[Metin Alıntısı]

İnsan Hakları İzleme Örgütünden (HRW) yapılan açıklamada, Arakan eyaletinde 500 bin kadar Arakanlı Müslümanın korkunç koşullar altında yaşamayı sürdürdüğüne, güvenlik güçlerinin bu kişileri köylerle kamplara hapsettiğine ve hareket özgürlüklerini kısıtladığına işaret edildi.
Myanmar hükümetinin, Arakanlı Müslümanlara yönelik insan hakları ihlallerinin altında yatan nedenleri ortaya çıkarmak veya koşulları iyileştirmek için harekete geçmediği belirtilen açıklamada, bu kişilerin yeterli gıda, tıbbi bakım ve eğitim dahil temel insani hizmetlerden, geçim yollarından ve özgürlüklerinden yoksun bırakıldığı vurgulandı.

[Gösterilen Veriler]
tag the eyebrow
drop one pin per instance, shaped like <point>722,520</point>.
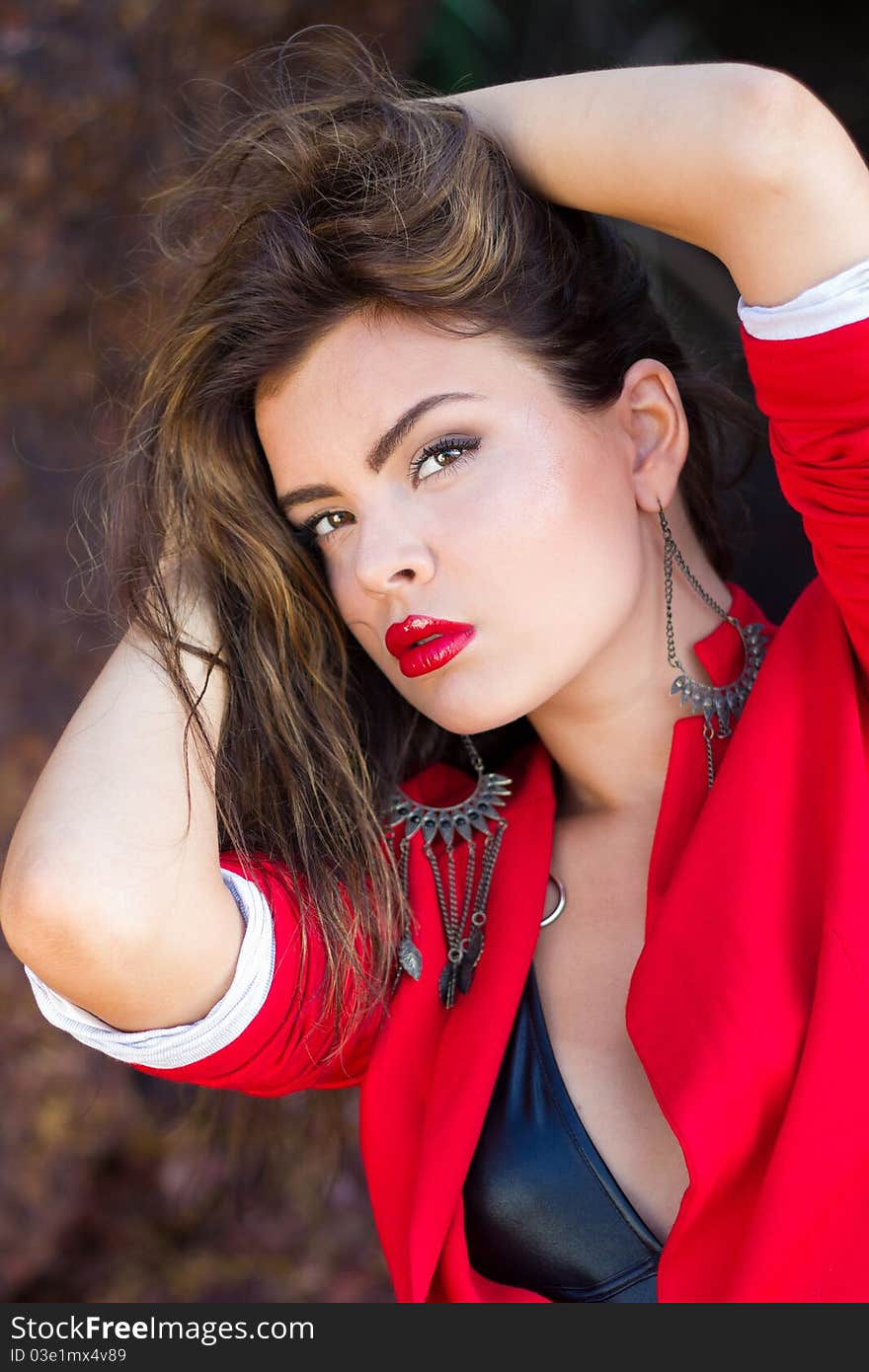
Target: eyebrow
<point>382,450</point>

[Uygulanacak Talimatlar]
Arakanlı Müslümanlarla ilgili metinden bir bölümü harfi harfine aktarın: "İnsan Hakları İzleme" ifadesini içeren yerden başlayın ve "kısıtladığına işaret edildi." ifadesinden sonra durun. Verilerin bu işlemde hiçbir rolü yoktur.

[Problemin Çözümü]
İnsan Hakları İzleme Örgütünden (HRW) yapılan açıklamada, Arakan eyaletinde 500 bin kadar Arakanlı Müslümanın korkunç koşullar altında yaşamayı sürdürdüğüne, güvenlik güçlerinin bu kişileri köylerle kamplara hapsettiğine ve hareket özgürlüklerini kısıtladığına işaret edildi.